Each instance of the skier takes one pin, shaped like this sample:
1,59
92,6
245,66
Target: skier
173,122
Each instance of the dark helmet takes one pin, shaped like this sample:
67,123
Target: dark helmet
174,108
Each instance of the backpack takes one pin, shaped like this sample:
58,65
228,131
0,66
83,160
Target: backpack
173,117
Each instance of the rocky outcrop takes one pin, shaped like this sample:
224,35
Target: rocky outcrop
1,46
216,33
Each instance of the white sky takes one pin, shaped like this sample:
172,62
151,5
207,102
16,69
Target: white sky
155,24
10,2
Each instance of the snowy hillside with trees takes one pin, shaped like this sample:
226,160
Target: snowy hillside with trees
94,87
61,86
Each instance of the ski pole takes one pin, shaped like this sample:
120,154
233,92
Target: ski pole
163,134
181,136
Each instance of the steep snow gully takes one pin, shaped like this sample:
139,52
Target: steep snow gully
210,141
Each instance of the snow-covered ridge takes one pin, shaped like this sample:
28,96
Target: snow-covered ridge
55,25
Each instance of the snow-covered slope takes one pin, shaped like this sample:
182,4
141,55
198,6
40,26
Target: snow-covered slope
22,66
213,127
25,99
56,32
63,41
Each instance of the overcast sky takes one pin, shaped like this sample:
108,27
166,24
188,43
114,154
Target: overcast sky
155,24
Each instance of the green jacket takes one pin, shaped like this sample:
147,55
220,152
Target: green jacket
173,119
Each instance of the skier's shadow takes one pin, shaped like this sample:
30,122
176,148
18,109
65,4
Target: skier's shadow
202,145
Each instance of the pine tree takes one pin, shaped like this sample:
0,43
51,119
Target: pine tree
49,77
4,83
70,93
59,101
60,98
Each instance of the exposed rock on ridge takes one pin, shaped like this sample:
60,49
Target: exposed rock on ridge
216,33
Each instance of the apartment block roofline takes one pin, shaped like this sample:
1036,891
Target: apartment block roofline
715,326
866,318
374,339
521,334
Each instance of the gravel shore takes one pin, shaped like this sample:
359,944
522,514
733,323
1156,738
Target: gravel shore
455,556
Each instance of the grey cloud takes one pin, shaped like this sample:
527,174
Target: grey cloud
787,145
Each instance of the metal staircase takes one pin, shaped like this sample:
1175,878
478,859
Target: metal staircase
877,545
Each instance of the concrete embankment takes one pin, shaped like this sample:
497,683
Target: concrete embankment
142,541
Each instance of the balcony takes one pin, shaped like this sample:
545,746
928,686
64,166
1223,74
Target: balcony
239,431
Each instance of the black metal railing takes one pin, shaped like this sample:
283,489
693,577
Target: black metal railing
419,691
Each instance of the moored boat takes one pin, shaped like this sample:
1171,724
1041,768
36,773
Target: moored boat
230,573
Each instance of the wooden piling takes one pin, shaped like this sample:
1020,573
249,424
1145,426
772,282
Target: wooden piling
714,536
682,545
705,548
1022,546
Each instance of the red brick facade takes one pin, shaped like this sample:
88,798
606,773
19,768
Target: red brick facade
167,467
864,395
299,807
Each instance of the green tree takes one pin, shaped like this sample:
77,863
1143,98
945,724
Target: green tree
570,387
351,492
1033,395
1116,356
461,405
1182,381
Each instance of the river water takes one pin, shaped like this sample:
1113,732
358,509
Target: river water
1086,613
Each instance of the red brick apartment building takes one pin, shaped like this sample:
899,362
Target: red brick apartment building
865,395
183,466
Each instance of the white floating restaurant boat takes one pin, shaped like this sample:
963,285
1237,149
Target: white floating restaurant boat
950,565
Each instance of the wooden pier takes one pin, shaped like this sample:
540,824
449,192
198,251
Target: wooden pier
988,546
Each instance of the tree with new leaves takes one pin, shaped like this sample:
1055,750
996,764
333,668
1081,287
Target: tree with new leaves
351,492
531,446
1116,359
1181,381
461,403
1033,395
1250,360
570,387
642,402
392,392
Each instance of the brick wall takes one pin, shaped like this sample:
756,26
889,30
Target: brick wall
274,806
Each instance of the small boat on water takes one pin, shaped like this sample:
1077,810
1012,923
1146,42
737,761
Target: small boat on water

· · · · ·

Do this: Quote each line above in full, word for word.

Exercise solution:
Each instance of the skier takes one pin, shaped like this sample:
1,59
92,6
245,66
Target: skier
173,122
Each instance of the dark helmet takes one pin, shaped like this sample:
67,123
Target: dark helmet
174,108
Each instance of the backpack takes one pin, shaped like this sample:
58,65
228,131
0,66
83,160
Target: backpack
173,117
Each instance of the rocky outcrop takes one pin, shaped like this sample:
224,35
Target: rocky outcrop
1,46
216,33
Each instance of the white sky takes one pin, shaped like this sample:
172,62
151,5
207,102
16,69
Target: white sky
155,24
10,2
Each instance of the snowy hillside with trees takes one pin, shaped like this sample:
226,160
Target: snowy hillside with trees
94,87
61,86
Each instance of the ski pole takes one pin, shaped like this sample:
120,154
233,92
Target: ski pole
163,134
181,136
Each instance of the steep snow gully takes one pin, shaped like this sample:
139,52
Target: steep snow gully
210,141
Each instance of the snow-covered ridge takes one pin, shaped like this sample:
28,96
Target: snow-covered ridge
55,25
Each instance of the snow-covered slope takes one pin, shaped like this sample:
182,4
141,55
198,6
40,26
Target: snow-covered slope
22,66
213,127
25,99
56,32
63,41
Each instance of the overcast sky takes one pin, shaped like this sample:
108,27
166,24
188,43
114,154
Target: overcast sky
155,24
Each instance of the green jacket takes one pin, shaped like this sample:
147,55
220,152
Target: green jacket
173,119
Each instance of the skier's shadow takes one pin, shaped like this sample:
30,122
176,148
18,109
65,4
Target: skier's shadow
202,145
Each instance of the pine tree takes one pin, shaped like this sample:
0,43
51,119
Target: pine tree
49,77
4,83
70,93
59,101
60,98
Each instance of the exposed rock on ridge takes one pin, shaped like this sample:
60,49
Target: exposed rock on ridge
216,33
Each instance of the apartment block roofline takes one pin, shaped like this sample:
1036,891
Target: apartment block roofline
715,326
866,318
374,339
521,334
Each instance of the gravel shore takes one pin, shaped like this sample:
359,944
522,514
733,323
1156,738
Target: gravel shore
455,556
Each instance of the grey cloud takes one pin, shaped like this sample:
527,174
Target: grey cloud
787,145
Each instance of the metal staircase takes one pin, shaped like this sample:
1175,878
478,859
Target: metal staircase
877,545
Each instance of the concrete embankment takes one pin, shaped like this sample:
497,683
Target: concrete embankment
142,541
Each instance of the balcony takes one pin, shaped like this sample:
545,746
928,686
64,166
1223,74
Target: balcony
239,431
Each instance of the black metal railing takes one pin, shaped like this sample:
283,489
693,577
Target: black metal railing
419,691
Each instance of the moored boat takes one pin, shaped like this sample:
1171,724
1041,768
36,773
Target: moored boat
230,573
Each instance of the wooden piling takes one pin, shaped like this sample:
1020,573
249,424
1145,426
772,282
Target: wooden piling
714,536
682,545
705,548
1022,546
Each instance of the red brick facade takes one pin, shaped like this sample:
88,798
606,773
19,768
Target: red brick facade
167,467
864,395
299,807
Each instance of the green tree takes one pin, shaped like this sample:
77,863
1143,98
945,724
Target: green tree
570,387
351,492
1033,395
1116,356
461,405
1182,381
Each instance of the river water takes one pin, shaped like this sample:
1113,732
358,509
Target: river water
1086,613
Each instance of the red brick apartment building takes one pin, shaped like this sample:
899,362
Target: red brick apartment building
865,395
183,466
Each instance of the white floating restaurant boat takes one pin, shaped like this sample:
963,285
1237,149
Target: white floating restaurant boat
950,565
Each instance of the wooden pier takes one pin, shaped like this sample:
540,824
449,192
198,251
Target: wooden pier
988,546
Each instance of the tree with new leaves takes one pin, shaped like this sample:
1055,750
996,764
333,668
1081,287
Target: tree with new leaves
351,492
531,446
1116,359
1181,381
461,403
1033,395
1250,360
570,387
642,402
392,392
Each instance of the brick wall takes one pin, shaped like this sample:
756,26
889,30
Target: brick wall
274,806
Each instance of the small boat on water takes one pin, shaped like this sample:
1077,810
1012,923
1146,42
737,761
Target: small boat on water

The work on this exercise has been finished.